**WORK INSTRUCTION**
Looking at the entries, how many lines hold the word "target"? State the number by itself.

━━━ MATERIAL FOR THIS EXERCISE ━━━

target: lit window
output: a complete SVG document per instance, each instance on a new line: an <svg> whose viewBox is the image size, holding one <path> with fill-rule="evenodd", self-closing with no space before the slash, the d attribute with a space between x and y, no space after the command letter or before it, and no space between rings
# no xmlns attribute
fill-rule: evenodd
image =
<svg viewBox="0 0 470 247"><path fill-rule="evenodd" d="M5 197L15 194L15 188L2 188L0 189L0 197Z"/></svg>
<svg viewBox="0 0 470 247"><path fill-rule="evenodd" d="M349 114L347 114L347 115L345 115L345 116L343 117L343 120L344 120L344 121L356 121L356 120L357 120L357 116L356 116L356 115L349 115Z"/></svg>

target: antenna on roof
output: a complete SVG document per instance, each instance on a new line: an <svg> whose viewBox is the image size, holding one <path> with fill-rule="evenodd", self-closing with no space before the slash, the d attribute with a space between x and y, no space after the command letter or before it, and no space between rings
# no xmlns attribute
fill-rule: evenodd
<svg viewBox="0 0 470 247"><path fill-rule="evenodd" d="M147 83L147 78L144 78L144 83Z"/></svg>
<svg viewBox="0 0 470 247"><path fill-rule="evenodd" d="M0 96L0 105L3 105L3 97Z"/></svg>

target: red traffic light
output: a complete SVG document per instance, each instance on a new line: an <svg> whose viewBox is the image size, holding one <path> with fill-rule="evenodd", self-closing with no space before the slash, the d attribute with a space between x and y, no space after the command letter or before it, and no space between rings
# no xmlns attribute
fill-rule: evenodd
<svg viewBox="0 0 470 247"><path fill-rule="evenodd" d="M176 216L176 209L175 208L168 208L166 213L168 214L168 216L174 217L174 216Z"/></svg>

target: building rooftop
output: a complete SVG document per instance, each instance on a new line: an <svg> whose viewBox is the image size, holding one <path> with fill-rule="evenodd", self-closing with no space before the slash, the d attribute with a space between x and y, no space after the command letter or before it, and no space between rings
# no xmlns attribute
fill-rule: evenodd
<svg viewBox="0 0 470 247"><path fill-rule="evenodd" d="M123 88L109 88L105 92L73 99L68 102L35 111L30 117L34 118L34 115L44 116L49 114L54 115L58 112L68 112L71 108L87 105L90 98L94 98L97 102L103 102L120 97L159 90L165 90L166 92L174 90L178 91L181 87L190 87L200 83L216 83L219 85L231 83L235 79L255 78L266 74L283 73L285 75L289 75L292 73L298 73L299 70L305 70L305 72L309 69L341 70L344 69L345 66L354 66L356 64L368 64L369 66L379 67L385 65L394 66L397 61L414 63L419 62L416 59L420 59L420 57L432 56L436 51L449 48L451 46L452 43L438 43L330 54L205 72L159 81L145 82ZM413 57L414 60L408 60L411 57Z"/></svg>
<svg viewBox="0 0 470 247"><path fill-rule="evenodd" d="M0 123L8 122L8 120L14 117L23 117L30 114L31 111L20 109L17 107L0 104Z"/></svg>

━━━

**SOLUTION TO THIS TASK**
4